-- START OF DATA LISTING --
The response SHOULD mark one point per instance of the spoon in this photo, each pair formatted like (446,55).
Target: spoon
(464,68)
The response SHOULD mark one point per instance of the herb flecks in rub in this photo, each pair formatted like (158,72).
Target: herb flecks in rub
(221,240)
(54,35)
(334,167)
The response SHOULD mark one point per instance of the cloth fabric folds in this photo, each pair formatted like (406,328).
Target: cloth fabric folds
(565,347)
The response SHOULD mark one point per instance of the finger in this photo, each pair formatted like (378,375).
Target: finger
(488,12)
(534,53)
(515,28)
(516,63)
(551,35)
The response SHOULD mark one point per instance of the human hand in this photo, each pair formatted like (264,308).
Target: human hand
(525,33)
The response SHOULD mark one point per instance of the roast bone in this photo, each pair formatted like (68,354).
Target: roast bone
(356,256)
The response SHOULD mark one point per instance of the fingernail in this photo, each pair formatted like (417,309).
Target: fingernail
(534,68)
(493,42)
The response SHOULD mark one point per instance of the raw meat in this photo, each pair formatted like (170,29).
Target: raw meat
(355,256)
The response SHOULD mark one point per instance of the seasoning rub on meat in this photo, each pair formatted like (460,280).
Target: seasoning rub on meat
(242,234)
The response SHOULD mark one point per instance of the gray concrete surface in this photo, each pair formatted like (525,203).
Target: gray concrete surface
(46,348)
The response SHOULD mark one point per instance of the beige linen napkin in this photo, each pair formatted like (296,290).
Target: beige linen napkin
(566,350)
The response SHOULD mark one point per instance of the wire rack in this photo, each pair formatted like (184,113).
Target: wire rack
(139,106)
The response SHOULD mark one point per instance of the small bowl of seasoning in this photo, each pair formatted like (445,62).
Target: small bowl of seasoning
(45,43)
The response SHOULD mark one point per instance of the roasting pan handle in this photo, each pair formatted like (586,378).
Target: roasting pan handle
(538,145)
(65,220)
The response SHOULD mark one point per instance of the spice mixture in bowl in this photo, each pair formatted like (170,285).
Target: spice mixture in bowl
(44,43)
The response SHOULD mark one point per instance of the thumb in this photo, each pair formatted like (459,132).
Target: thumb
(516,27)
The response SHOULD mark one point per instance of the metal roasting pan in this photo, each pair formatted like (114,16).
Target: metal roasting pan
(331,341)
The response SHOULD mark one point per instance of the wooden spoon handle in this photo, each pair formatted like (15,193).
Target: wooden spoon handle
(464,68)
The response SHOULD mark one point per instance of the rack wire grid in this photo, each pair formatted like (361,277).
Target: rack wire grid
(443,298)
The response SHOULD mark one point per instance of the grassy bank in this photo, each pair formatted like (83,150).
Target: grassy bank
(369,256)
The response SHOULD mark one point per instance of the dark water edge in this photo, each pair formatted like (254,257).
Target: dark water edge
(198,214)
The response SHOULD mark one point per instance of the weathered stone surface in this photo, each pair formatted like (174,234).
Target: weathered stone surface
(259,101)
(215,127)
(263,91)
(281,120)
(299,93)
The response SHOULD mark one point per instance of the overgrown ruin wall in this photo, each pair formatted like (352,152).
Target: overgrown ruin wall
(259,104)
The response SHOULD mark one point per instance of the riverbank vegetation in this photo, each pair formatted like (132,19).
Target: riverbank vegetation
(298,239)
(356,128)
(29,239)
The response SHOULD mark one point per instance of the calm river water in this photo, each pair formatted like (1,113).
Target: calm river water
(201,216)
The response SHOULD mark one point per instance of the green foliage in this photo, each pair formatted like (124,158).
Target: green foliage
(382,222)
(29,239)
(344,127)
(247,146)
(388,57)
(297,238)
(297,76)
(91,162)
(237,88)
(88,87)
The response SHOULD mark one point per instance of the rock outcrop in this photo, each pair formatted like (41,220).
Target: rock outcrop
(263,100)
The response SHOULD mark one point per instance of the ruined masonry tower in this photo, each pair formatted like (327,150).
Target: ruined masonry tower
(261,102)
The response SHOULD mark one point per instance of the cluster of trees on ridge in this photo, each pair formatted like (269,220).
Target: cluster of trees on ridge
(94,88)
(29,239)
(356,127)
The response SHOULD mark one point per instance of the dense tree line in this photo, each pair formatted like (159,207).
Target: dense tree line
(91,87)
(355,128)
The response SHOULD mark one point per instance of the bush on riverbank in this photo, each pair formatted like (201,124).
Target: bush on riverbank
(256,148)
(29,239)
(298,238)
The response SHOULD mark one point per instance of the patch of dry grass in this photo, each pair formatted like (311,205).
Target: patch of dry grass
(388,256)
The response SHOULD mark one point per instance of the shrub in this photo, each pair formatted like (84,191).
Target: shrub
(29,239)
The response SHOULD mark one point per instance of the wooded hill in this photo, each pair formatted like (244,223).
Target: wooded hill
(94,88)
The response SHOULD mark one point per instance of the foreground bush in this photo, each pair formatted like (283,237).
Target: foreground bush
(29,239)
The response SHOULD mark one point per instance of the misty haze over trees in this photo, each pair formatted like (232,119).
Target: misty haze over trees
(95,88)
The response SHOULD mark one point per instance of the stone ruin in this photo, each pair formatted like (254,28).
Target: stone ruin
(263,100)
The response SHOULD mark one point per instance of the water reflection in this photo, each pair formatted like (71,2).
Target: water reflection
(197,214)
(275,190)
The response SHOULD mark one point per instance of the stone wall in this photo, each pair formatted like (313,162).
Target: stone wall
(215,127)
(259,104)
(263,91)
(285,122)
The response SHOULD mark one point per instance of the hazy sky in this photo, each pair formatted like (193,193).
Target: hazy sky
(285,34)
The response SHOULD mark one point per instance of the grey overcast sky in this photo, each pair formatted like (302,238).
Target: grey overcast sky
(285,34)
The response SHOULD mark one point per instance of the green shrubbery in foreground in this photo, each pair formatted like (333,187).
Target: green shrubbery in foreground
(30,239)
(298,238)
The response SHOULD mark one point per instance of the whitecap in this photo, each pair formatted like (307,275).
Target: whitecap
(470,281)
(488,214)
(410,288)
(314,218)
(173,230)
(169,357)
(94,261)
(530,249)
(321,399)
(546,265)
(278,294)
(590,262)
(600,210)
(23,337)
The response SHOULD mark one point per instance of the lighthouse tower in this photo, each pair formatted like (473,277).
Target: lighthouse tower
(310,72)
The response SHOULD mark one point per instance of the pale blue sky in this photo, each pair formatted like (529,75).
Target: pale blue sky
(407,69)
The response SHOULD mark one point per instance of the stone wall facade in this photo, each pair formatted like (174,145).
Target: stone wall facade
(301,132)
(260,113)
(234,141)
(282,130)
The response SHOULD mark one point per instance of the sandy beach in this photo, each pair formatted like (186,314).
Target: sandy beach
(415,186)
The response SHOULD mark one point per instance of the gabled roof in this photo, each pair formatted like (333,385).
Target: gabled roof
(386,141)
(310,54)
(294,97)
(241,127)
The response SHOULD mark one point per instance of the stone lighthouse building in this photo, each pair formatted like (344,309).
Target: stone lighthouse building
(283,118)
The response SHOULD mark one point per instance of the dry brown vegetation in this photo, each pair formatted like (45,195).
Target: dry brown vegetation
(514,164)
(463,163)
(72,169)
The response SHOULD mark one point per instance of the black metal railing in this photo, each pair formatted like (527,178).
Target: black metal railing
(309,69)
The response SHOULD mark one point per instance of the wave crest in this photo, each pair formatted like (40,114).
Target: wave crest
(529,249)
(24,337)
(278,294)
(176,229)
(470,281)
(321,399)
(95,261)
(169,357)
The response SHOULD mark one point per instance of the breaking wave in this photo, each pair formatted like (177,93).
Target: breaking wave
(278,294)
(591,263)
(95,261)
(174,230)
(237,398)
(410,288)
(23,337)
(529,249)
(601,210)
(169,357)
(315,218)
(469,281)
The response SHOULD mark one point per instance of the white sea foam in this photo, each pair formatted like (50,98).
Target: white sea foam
-- END OF DATA LISTING --
WORK REQUIRED ->
Retype all of the data shown above, word for word.

WRITTEN ANSWER ->
The response SHOULD mark one point per instance of the spoon in this photo, each pair formatted like (446,55).
Target: spoon
(464,68)
The response SHOULD mark one point per instance of the herb flecks in rub in this photo, each pair formatted like (158,72).
Target: herb flecks in rub
(221,240)
(54,35)
(334,167)
The response SHOULD mark one point per instance of the cloth fabric folds in this photo, each pair formatted like (406,328).
Target: cloth fabric folds
(565,347)
The response SHOULD mark one point per instance of the finger in this photo, each pair formatted like (378,375).
Target: finger
(488,12)
(534,53)
(515,28)
(516,63)
(551,35)
The response SHOULD mark one point per instance of the human hand in this photo, each pair formatted like (264,308).
Target: human hand
(525,33)
The response SHOULD mark one point per instance of the roast bone in this photo, each pair formatted like (68,354).
Target: roast bone
(356,256)
The response SHOULD mark one point per instance of the fingernail in this photo, each pair formatted like (417,309).
Target: fingernail
(534,68)
(493,42)
The response SHOULD mark one point per instance of the raw meat in this photo, each pair formatted like (170,29).
Target: raw meat
(355,256)
The response SHOULD mark one point per instance of the seasoning rub on meat in this photo, each pair formatted like (460,280).
Target: seasoning rub on meat
(242,234)
The response SHOULD mark one point per instance of the gray concrete surface in this photo, each pair formatted like (525,203).
Target: gray concrete surface
(46,348)
The response SHOULD mark one point per instance of the beige linen napkin in this photo, each pair formatted like (296,290).
Target: beige linen napkin
(566,350)
The response SHOULD mark one point per instance of the wire rack in this photo, each pair formatted like (184,113).
Target: wire rack
(139,106)
The response SHOULD mark one point per instance of the small bowl of seasoning in this photo, each pair formatted like (445,62).
Target: small bowl of seasoning
(45,43)
The response SHOULD mark one point per instance of the roasting pan handle in this photo, each pair formatted like (586,378).
Target: roasting pan handle
(538,145)
(65,220)
The response SHOULD mark one point per instance of the spice mixture in bowl in this photo, each pair formatted like (170,285).
Target: spice mixture in bowl
(44,43)
The response SHOULD mark one point per instance of the thumb in this photo, each pair formatted like (459,132).
Target: thumb
(516,27)
The response SHOULD mark one point per instance of the metal roasting pan in this photo, each pair formatted like (114,16).
Target: metal roasting pan
(331,341)
The response SHOULD mark one point per instance of the wooden spoon handle in this photo, each pair formatted like (15,193).
Target: wooden spoon handle
(464,68)
The response SHOULD mark one point per instance of the rack wire grid in this photo, each pair formatted like (361,277).
Target: rack wire grid
(443,298)
The response SHOULD mark one point per instance of the grassy bank in this photo, each pair formatted like (83,150).
Target: grassy bank
(369,256)
The response SHOULD mark one point per instance of the dark water edge in this photo, each pair formatted like (254,257).
Target: dark water edge
(198,214)
The response SHOULD mark one point per instance of the weathered stone surface in this photo, each pair formatted like (174,234).
Target: weathered stone surface
(259,101)
(215,127)
(263,91)
(281,120)
(299,93)
The response SHOULD mark one point per instance of the overgrown ruin wall in this photo, each pair formatted like (352,152).
Target: overgrown ruin wall
(259,104)
The response SHOULD mark one point per instance of the riverbank vegetation in this photo, each pair formatted like (132,19).
Target: riverbank vegetation
(298,239)
(356,128)
(29,239)
The response SHOULD mark one point per instance of the calm river water in this photo, each pair formatted like (1,113).
Target: calm river water
(201,216)
The response SHOULD mark one point per instance of the green foliage in this photo, each pair formatted like (124,158).
Target: green foliage
(382,222)
(29,239)
(344,127)
(247,146)
(388,57)
(297,238)
(297,76)
(91,162)
(237,88)
(88,87)
The response SHOULD mark one point per instance of the rock outcrop in this photo, each pair formatted like (41,220).
Target: rock outcrop
(263,100)
The response SHOULD mark one point per instance of the ruined masonry tower in this photo, each pair formatted like (327,150).
Target: ruined masonry tower
(261,102)
The response SHOULD mark one point per instance of the cluster of trees on ridge in this photo, each pair formatted like (269,220).
Target: cluster of trees on ridge
(94,88)
(29,239)
(356,127)
The response SHOULD mark one point per instance of the dense tree line in this photo, each pair formatted like (159,207).
Target: dense tree line
(91,87)
(355,128)
The response SHOULD mark one point per instance of the bush on riverbank in this photo, each pair formatted like (201,124).
Target: bush on riverbank
(256,148)
(29,239)
(298,238)
The response SHOULD mark one point per instance of the patch of dry grass in this photo, each pair formatted like (311,205).
Target: patch of dry grass
(388,256)
The response SHOULD mark one point per instance of the shrub in this photo, each pair formatted like (84,191).
Target: shrub
(29,239)
The response SHOULD mark one point per instance of the wooded hill in this photo, each pair formatted like (244,223).
Target: wooded hill
(94,88)
The response SHOULD mark one point per instance of the foreground bush in this photo, each pair formatted like (283,237).
Target: foreground bush
(29,239)
The response SHOULD mark one point per instance of the misty haze over trees in this photo, each pair formatted like (232,119).
Target: misty haze over trees
(95,88)
The response SHOULD mark one point per instance of the stone ruin in this photo, each pair formatted like (254,28).
Target: stone ruin
(263,100)
The response SHOULD mark one point per instance of the water reflection in this photo, each pair formatted like (71,2).
Target: water reflection
(197,214)
(275,190)
The response SHOULD mark one point per instance of the stone wall in this photo, each pair formatted like (313,162).
Target: stone wall
(215,127)
(259,104)
(263,91)
(285,122)
The response SHOULD mark one point per instance of the hazy sky in this photo, each pair formatted like (193,193).
Target: hazy sky
(285,34)
The response SHOULD mark one point per instance of the grey overcast sky in this photo, each pair formatted like (302,238).
Target: grey overcast sky
(285,34)
The response SHOULD mark one point per instance of the green shrubbery in foreground in this photo, each pair formatted like (333,187).
Target: green shrubbery in foreground
(30,239)
(298,238)
The response SHOULD mark one point per instance of the whitecap in this photo, each pair formatted like (307,275).
Target: whitecap
(470,281)
(488,214)
(410,288)
(314,218)
(173,230)
(169,357)
(94,261)
(530,249)
(321,399)
(546,265)
(278,294)
(590,262)
(600,210)
(23,337)
The response SHOULD mark one point per instance of the lighthouse tower in this photo, each pair formatted like (473,277).
Target: lighthouse tower
(310,72)
The response SHOULD mark one point per instance of the pale blue sky in this photo, each pair formatted like (529,75).
Target: pale blue sky
(407,69)
The response SHOULD mark one point per instance of the stone wall facade in this photo, each pair formatted like (174,145).
Target: stone wall facade
(301,132)
(260,113)
(234,141)
(282,130)
The response SHOULD mark one point per instance of the sandy beach in this photo, each pair formatted like (186,314).
Target: sandy beach
(415,186)
The response SHOULD mark one point per instance of the gabled roof in this photo, each pair formatted like (333,385).
Target: gabled roof
(386,141)
(310,54)
(294,97)
(241,127)
The response SHOULD mark one point per instance of the stone lighthouse building in this photo, each pair formatted like (344,309).
Target: stone lighthouse building
(283,118)
The response SHOULD mark one point per instance of the dry brown vegetation in this photo, each pair formatted like (45,195).
Target: dry brown vegetation
(514,164)
(463,163)
(72,169)
The response SHOULD mark one point per instance of the black metal railing in this photo, each pair formatted like (527,178).
Target: black metal railing
(309,69)
The response SHOULD mark one point per instance of the wave crest in this photo, each pair formatted like (40,114).
Target: wave crest
(529,249)
(24,337)
(278,294)
(176,229)
(470,281)
(321,399)
(95,261)
(169,357)
The response SHOULD mark one point per instance of the breaking wave in this photo, each pair formatted like (177,93).
Target: breaking wave
(278,294)
(591,263)
(95,261)
(174,230)
(237,398)
(410,288)
(23,337)
(529,249)
(601,210)
(169,357)
(315,218)
(469,281)
The response SHOULD mark one point per instance of the white sea foam in this photo, each pair formatted like (50,98).
Target: white sea foam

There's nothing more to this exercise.